POTONGAN TEKS =

Kasus LEB Mandek di BPKP Rp271 Miliar Jadi Sandera, PAD Lampung Nyaris Lumpuh
Kompastuntas.com— Bandar Lampung, sudah delapan bulan penyidikan berjalan, puluhan miliar uang rakyat dibekukan, aset disita, dua BUMD nyaris lumpuh. Namun satu hal tak kunjung datang hitungan kerugian negara dari BPKP Lampung. Kasus korupsi dana Participating Interest (PI) 10% dari PT PHE OSES di PT Lampung Energi Berjaya (LEB) kini tak ubahnya drama hukum tak berkesudahan.
Dan yang paling menyakitkan proses hukum yang mandek justru disebabkan oleh institusi pengawasan yang seharusnya mendukung pemberantasan korupsi.
Menunggu BPKP Seperti Menunggu Tuhan Turun Tangan
Kejaksaan Tinggi (Kejati) Lampung menyatakan pihaknya sudah siap melanjutkan proses. Tapi lidah kejaksaan mendadak kelu tersangka belum ditetapkan karena kerugian negara belum selesai dihitung.
“Sudah dua bulan kita tunggu hasil BPKP,” kata Aspidsus Kejati Lampung, Armen Wijaya. “Kalau sudah keluar, baru kita lanjut.” Itu artinya, seluruh proses hukum kini tersandera di meja penghitungan BPKP.
Pertanyaan mengemuka apa yang sebenarnya dihitung selama dua bulan lebih itu? Padahal, penyidik sudah menyita uang tunai, mata uang asing, kendaraan, dan dokumen yang total nilainya lebih dari Rp84 miliar. Bahkan dana PI sebesar Rp59 miliar dari PT LJU dan Rp23 miliar dari PT LEB diblokir. Jumlah total uang yang sudah dibekukan Rp82 miliar.
Jika aset sudah disita, dokumen sudah dikantongi, uang sudah diblokir, lalu mengapa BPKP belum juga rampung menghitung?
Kerugian Hukum, Kerugian Ekonomi
Lambannya proses BPKP tak hanya memukul jalannya hukum. Dampaknya jauh lebih dalam mengguncang perekonomian daerah. Dua BUMD yang bersinggungan langsung dengan proyek PI itu kini terjebak dalam kelumpuhan finansial. Dalam laporan resmi Pertanggungjawaban Pelaksanaan APBD Provinsi Lampung Tahun 2024 halaman 202, disebutkan bahwa dana operasional PT LJU ikut dibekukan, bukan hanya dana PI.
Artinya, seluruh roda bisnis ikut macet. Proyek tidak jalan, operasional tersendat, dan yang paling parah laba tak bisa disetor ke pemerintah daerah. Pendapatan Asli Daerah (PAD) yang seharusnya dinikmati rakyat pun lenyap dalam kabut penyidikan yang belum jelas ujungnya.
Tahun 2023, PT LJU mencetak laba Rp192 miliar. Tapi setelah kasus mencuat dan dana dibekukan, laba tahun 2024 anjlok ke angka tragis Rp14 miliar. Penurunan hingga 90%. Di saat yang sama, utang usaha membengkak, utang pajak menumpuk, dan beban tak terbayar menumpuk nyaris Rp600 juta.

BAGIAN LATIHAN =
1) Sebutkan semua jenis barang yang disita penyidik menurut potongan teks.
2) Menurut potongan teks, berapa laba PT LJU pada tahun 2023?
3) Tulis ulang tanpa perubahan bagian potongan teks mulai dari "Jika aset sudah" sampai "belum jelas ujungnya.".
Baris-baris ini merupakan bahan tersendiri yang terpisah dari potongan teks.

BARIS YANG DITAMPILKAN =
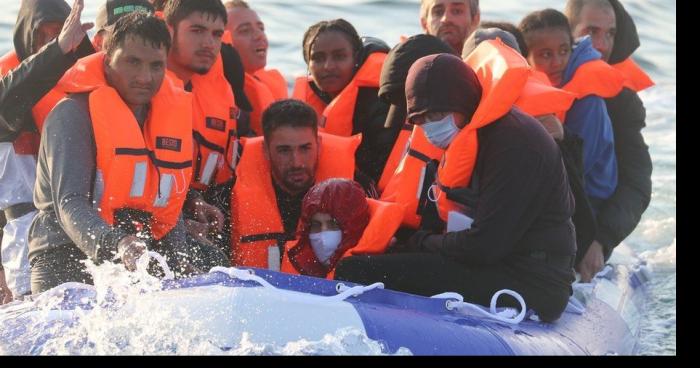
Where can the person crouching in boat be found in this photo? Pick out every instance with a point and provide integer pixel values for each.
(342, 87)
(501, 193)
(337, 220)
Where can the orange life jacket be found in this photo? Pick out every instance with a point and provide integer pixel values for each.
(539, 97)
(147, 170)
(304, 92)
(338, 115)
(597, 78)
(635, 78)
(257, 230)
(28, 142)
(408, 186)
(384, 220)
(262, 89)
(502, 73)
(397, 153)
(214, 126)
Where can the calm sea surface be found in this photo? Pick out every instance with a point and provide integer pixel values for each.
(654, 238)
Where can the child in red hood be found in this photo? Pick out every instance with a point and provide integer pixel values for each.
(334, 215)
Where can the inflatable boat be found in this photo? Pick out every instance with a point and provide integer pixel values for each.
(229, 307)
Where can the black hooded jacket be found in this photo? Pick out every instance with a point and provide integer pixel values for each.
(24, 86)
(621, 213)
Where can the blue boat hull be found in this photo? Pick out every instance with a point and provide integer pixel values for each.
(294, 307)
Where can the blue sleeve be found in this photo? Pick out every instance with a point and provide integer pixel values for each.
(588, 118)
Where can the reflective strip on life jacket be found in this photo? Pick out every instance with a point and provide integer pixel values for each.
(408, 186)
(214, 127)
(257, 231)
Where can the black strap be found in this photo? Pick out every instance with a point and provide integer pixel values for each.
(132, 151)
(157, 162)
(170, 164)
(419, 155)
(204, 142)
(18, 210)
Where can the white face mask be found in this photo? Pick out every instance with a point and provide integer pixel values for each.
(441, 132)
(325, 244)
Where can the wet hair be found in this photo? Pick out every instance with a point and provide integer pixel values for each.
(573, 9)
(177, 10)
(233, 4)
(288, 113)
(336, 25)
(543, 19)
(149, 28)
(473, 8)
(510, 28)
(159, 5)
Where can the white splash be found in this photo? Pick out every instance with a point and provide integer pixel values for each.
(127, 314)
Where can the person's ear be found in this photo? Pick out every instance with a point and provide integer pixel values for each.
(424, 24)
(266, 151)
(171, 30)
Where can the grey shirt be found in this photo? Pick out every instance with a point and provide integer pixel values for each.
(63, 190)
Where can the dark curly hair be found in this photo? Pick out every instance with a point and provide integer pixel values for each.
(338, 25)
(138, 24)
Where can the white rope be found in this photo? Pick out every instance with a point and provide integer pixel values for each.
(343, 290)
(459, 304)
(431, 193)
(346, 292)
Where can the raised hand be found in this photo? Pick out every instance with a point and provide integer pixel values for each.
(73, 31)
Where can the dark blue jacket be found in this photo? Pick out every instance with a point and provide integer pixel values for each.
(588, 118)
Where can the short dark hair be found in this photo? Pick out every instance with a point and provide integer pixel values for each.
(338, 25)
(542, 19)
(138, 24)
(233, 4)
(290, 113)
(177, 10)
(473, 8)
(159, 5)
(512, 29)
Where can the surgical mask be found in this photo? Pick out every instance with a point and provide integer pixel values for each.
(325, 243)
(441, 132)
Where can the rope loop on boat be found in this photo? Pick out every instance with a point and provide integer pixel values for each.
(456, 302)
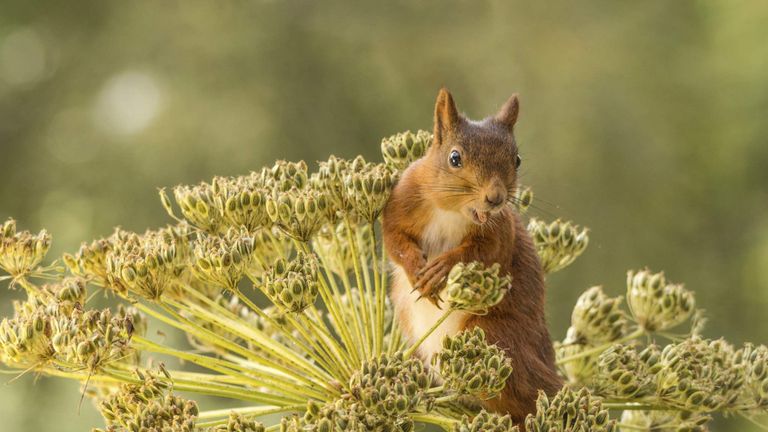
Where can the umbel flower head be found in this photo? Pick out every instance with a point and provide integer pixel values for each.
(239, 423)
(61, 331)
(469, 365)
(148, 406)
(335, 245)
(558, 243)
(21, 252)
(655, 304)
(569, 411)
(223, 260)
(344, 415)
(475, 288)
(402, 149)
(579, 369)
(329, 179)
(699, 375)
(663, 421)
(597, 318)
(299, 213)
(292, 284)
(149, 264)
(199, 204)
(284, 176)
(486, 422)
(625, 373)
(90, 262)
(390, 386)
(367, 187)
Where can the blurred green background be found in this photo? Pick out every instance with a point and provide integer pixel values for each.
(646, 121)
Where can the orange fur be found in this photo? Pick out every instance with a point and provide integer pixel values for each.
(460, 205)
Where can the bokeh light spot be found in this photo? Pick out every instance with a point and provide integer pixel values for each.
(128, 103)
(22, 57)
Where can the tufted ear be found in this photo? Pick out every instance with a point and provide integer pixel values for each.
(446, 115)
(507, 115)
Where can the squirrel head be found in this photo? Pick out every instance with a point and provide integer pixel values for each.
(473, 164)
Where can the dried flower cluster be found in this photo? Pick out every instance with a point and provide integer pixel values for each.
(278, 280)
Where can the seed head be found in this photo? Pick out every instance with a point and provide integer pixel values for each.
(239, 423)
(367, 187)
(475, 288)
(390, 386)
(625, 373)
(523, 199)
(21, 252)
(598, 318)
(401, 149)
(292, 284)
(558, 243)
(149, 264)
(299, 213)
(486, 422)
(469, 365)
(655, 304)
(148, 407)
(334, 245)
(580, 370)
(569, 411)
(223, 260)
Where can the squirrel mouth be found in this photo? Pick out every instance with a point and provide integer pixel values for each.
(479, 217)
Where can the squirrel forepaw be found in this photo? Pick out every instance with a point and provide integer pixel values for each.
(430, 280)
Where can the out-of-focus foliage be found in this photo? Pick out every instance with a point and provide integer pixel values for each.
(646, 121)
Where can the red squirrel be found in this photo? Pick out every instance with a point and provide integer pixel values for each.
(452, 206)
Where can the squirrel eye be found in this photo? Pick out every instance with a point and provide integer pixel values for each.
(455, 159)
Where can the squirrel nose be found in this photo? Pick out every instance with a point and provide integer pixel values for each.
(494, 199)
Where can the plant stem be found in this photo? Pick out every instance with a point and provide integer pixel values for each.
(436, 419)
(366, 353)
(598, 349)
(423, 337)
(255, 411)
(276, 383)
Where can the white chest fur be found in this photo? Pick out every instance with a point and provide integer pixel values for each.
(445, 231)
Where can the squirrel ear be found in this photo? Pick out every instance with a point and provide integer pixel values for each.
(507, 115)
(446, 115)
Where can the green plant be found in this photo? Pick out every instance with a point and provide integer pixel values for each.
(327, 354)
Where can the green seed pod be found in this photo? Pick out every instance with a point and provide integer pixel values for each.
(558, 244)
(655, 304)
(469, 365)
(464, 292)
(597, 318)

JAWABAN LENGKAP =
1) Uang tunai, mata uang asing, kendaraan, dan dokumen.

2) Rp192 miliar.

3)
Jika aset sudah disita, dokumen sudah dikantongi, uang sudah diblokir, lalu mengapa BPKP belum juga rampung menghitung?
Kerugian Hukum, Kerugian Ekonomi
Lambannya proses BPKP tak hanya memukul jalannya hukum. Dampaknya jauh lebih dalam mengguncang perekonomian daerah. Dua BUMD yang bersinggungan langsung dengan proyek PI itu kini terjebak dalam kelumpuhan finansial. Dalam laporan resmi Pertanggungjawaban Pelaksanaan APBD Provinsi Lampung Tahun 2024 halaman 202, disebutkan bahwa dana operasional PT LJU ikut dibekukan, bukan hanya dana PI.
Artinya, seluruh roda bisnis ikut macet. Proyek tidak jalan, operasional tersendat, dan yang paling parah laba tak bisa disetor ke pemerintah daerah. Pendapatan Asli Daerah (PAD) yang seharusnya dinikmati rakyat pun lenyap dalam kabut penyidikan yang belum jelas ujungnya.